Transcribe the line with "Each instance of the wine" and all the lines that follow it in the material below, exactly as they stand.

───

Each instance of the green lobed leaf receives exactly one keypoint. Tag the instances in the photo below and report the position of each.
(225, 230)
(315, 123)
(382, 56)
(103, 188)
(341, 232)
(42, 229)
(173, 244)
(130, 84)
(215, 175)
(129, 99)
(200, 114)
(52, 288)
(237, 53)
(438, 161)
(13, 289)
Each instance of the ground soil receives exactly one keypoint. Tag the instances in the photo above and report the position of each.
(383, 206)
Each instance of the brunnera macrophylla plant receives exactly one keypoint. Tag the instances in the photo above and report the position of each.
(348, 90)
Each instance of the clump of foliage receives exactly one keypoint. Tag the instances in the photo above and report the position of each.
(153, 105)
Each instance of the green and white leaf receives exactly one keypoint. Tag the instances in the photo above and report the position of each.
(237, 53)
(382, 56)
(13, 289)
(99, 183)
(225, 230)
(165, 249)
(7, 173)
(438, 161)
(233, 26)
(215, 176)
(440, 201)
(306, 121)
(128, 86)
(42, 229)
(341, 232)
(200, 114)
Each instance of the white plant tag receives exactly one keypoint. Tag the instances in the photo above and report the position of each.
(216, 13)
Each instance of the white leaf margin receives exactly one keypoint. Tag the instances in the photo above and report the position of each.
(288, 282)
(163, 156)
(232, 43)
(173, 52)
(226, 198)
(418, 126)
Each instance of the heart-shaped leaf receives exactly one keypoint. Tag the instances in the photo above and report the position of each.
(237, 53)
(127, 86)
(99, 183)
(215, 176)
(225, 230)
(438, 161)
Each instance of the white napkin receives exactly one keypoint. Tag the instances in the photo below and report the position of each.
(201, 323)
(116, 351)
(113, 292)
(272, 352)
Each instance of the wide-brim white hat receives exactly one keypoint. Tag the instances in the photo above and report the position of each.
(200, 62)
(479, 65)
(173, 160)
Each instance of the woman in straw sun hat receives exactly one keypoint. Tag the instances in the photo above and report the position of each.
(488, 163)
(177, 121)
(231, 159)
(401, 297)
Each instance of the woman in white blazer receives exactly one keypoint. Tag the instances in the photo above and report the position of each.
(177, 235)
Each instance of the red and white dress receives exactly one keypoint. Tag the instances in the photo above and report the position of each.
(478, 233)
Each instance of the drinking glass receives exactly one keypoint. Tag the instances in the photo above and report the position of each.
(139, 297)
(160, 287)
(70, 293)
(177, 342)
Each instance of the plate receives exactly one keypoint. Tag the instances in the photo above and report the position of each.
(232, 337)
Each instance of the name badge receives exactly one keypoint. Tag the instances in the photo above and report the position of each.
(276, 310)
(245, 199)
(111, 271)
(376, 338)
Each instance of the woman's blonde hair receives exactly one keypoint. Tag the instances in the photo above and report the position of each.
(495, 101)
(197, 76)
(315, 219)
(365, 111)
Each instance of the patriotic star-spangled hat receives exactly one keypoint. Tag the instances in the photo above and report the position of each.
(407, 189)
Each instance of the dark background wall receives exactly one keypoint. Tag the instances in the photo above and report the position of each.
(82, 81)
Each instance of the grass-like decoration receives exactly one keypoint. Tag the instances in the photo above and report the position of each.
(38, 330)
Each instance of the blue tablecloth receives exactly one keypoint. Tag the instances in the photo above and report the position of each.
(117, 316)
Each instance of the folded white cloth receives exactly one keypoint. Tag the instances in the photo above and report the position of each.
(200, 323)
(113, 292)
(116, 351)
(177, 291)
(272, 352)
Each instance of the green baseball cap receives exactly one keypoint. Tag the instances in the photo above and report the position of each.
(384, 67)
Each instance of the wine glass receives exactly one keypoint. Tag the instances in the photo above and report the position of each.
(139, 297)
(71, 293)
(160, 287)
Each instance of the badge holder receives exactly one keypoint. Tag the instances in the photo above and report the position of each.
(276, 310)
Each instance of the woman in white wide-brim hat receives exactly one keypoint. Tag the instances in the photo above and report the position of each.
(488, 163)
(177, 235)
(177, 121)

───

▸ Answer to the problem:
Each instance of the wine glass receives exactly one keypoint. Tag the instances in the photo above and report the position of each.
(139, 297)
(71, 293)
(160, 287)
Each instance of the badge holder receives exactly one keypoint. Tag the instances in the photo above and report the position of each.
(276, 310)
Each instance of the woman in white wide-brim hat receives exactly one keypoint. Tag the instances in the photo above and report the position of each.
(488, 163)
(177, 235)
(177, 121)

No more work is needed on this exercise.